Directive
Write out the records word for word, starting at the very beginning and stopping after the line that contains "312L26 312L22 296L6". Leave the pictures out.

Information given
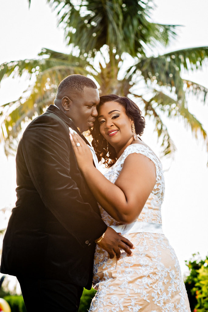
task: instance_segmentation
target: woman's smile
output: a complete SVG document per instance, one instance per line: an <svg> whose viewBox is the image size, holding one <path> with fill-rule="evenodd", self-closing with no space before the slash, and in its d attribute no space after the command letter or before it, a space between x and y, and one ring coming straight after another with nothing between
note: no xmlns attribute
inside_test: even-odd
<svg viewBox="0 0 208 312"><path fill-rule="evenodd" d="M109 136L113 136L113 135L115 135L115 134L116 134L118 131L118 130L110 130L110 131L108 131L107 133L107 134Z"/></svg>

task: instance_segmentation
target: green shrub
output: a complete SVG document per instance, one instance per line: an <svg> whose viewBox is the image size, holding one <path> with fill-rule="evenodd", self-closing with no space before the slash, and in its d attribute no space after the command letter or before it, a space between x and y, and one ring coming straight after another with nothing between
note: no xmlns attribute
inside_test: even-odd
<svg viewBox="0 0 208 312"><path fill-rule="evenodd" d="M208 256L202 260L193 256L187 263L190 275L185 281L190 307L193 312L208 312Z"/></svg>
<svg viewBox="0 0 208 312"><path fill-rule="evenodd" d="M84 289L78 312L87 312L88 311L92 299L96 292L96 291L93 288L91 288L90 290Z"/></svg>
<svg viewBox="0 0 208 312"><path fill-rule="evenodd" d="M11 312L26 312L22 296L6 296L4 299L10 305Z"/></svg>

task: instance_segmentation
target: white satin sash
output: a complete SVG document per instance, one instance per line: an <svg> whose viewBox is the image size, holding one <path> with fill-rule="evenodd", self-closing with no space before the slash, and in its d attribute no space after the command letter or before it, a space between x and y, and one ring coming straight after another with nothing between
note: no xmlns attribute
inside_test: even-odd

The output
task: instance_segmentation
target: woman's smile
output: a complete SVG document per instance, one instance per line: an <svg> whose viewBox is the image size, holding one <path> with fill-rule="evenodd", self-closing with no space before the slash, and in its d attribute no space after the command letter or before it, a space between x and y, and one ring coming straight after another with nothing between
note: no xmlns attribute
inside_test: even-odd
<svg viewBox="0 0 208 312"><path fill-rule="evenodd" d="M109 136L113 136L113 135L115 135L115 134L116 134L118 131L118 130L110 130L110 131L108 131L107 133L107 134Z"/></svg>

task: instance_segmentation
target: green shrub
output: a complete SVG document per instance, one instance per line: an <svg> whose viewBox is the image size, holding one <path> with fill-rule="evenodd", self-closing with no space before the slash, and in its d attribute no space after the command letter or before it, a space between x and y, and one ring coming straight after another with nothing between
note: no xmlns attribute
inside_test: even-odd
<svg viewBox="0 0 208 312"><path fill-rule="evenodd" d="M208 256L202 260L193 256L187 263L190 275L185 281L190 307L193 312L208 312Z"/></svg>
<svg viewBox="0 0 208 312"><path fill-rule="evenodd" d="M84 289L78 312L87 312L88 311L92 299L96 292L96 291L93 288L91 288L90 290Z"/></svg>
<svg viewBox="0 0 208 312"><path fill-rule="evenodd" d="M11 312L26 312L22 296L6 296L4 299L10 305Z"/></svg>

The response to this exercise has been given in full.